#### ACTIVITY:
Reproduce the passage of the ProHap dataset description starting at "EAS - East Asian" and ending at "cRAP project (https://www.thegpm.org/crap/)", word for word.
[Opening SUPPLIED TEXT section]
Protein haplotype sequences obtained by ProHap from the 1000 Genomes Project data set

Explore at:
Dataset updated
Dec 11, 2024
Dataset provided by
University of Bergen
Authors
Vasicek, Jakub
License

Attribution 4.0 (CC BY 4.0)https://creativecommons.org/licenses/by/4.0/
License information was derived automatically

Description

Database of protein sequences obtained using ProHap (https://github.com/ProGenNo/ProHap) on the data set of phased genotypes published by the 1000 Genomes Project, aligned with the GRCh38 genome build (https://www.internationalgenome.org/data-portal/data-collection/grch38). We used Ensembl v.110 for the mapping of coordinates between genes, exons, and transcripts. The complete configuration file for each ProHap run is attached to this repository.

This data set contains six compressed directories, five representing the superpopulations included in the 1000 Genomes Project (https://catalog.coriell.org/1/NHGRI/Collections/1000-Genomes-Project-Collection/1000-Genomes-Project), and one created using all the samples included in the 1000 Genomes data set:

AFR - African

AMR - American

EUR - European

SAS - South Asian

EAS - East Asian

ALL - all participants in the 1000 Genomes Project

Each of the directories contains the following files:

F1: The concatenated fasta file ready to be used with search engines, contains the following:

Protein haplotype sequences obtained by ProHap, using alleles with at least 1 % frequency within the selected population

Reference proteome as per Ensembl v. 110

Contaminant sequences from the cRAP project (https://www.thegpm.org/crap/)
[Closing SUPPLIED TEXT section]
[Opening EXCERPTED RECORDS section]
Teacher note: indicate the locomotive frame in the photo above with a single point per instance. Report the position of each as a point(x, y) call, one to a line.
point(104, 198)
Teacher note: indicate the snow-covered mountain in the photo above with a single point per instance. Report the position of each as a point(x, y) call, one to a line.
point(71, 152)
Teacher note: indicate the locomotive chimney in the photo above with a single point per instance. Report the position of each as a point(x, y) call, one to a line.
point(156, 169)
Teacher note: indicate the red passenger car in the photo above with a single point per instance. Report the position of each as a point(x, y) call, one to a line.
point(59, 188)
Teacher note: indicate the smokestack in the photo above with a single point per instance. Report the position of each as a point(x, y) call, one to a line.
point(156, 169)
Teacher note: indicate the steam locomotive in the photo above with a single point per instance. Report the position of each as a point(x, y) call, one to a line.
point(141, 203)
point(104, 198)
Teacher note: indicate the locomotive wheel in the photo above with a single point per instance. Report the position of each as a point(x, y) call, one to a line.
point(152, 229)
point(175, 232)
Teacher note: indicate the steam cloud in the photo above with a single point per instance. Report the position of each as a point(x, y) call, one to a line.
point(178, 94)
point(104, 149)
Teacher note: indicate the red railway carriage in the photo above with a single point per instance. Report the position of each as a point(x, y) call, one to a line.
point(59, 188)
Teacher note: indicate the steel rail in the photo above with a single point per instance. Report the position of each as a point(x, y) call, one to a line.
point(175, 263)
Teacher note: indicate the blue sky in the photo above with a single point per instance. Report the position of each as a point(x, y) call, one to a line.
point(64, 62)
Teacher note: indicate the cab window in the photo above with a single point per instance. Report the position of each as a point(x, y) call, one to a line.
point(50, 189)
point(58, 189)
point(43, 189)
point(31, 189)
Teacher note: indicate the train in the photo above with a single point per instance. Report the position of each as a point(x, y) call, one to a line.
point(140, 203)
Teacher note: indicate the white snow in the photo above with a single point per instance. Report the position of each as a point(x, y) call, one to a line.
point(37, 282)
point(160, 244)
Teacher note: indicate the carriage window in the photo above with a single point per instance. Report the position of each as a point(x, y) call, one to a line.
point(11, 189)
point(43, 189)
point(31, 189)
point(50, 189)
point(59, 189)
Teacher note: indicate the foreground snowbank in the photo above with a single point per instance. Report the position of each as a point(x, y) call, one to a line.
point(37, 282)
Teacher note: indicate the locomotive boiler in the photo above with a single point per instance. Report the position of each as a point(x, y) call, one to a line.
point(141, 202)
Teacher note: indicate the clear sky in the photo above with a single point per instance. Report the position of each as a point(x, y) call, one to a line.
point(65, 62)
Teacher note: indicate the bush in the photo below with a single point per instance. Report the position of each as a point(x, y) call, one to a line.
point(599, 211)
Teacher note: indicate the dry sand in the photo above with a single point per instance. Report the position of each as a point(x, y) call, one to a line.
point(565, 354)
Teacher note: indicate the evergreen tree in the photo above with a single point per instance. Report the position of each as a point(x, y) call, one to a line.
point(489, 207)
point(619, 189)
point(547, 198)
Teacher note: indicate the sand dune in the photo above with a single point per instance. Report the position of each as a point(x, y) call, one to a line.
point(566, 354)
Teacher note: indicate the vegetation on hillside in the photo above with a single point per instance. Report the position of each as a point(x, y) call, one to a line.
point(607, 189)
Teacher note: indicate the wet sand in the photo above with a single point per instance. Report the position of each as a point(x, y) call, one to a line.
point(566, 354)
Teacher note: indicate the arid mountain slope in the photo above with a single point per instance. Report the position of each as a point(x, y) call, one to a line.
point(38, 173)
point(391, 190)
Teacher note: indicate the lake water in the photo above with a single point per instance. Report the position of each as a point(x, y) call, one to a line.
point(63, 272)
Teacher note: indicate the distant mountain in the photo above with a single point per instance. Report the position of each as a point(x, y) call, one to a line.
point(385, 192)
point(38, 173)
[Closing EXCERPTED RECORDS section]
#### ANSWER TO THIS TASK:
EAS - East Asian

ALL - all participants in the 1000 Genomes Project

Each of the directories contains the following files:

F1: The concatenated fasta file ready to be used with search engines, contains the following:

Protein haplotype sequences obtained by ProHap, using alleles with at least 1 % frequency within the selected population

Reference proteome as per Ensembl v. 110

Contaminant sequences from the cRAP project (https://www.thegpm.org/crap/)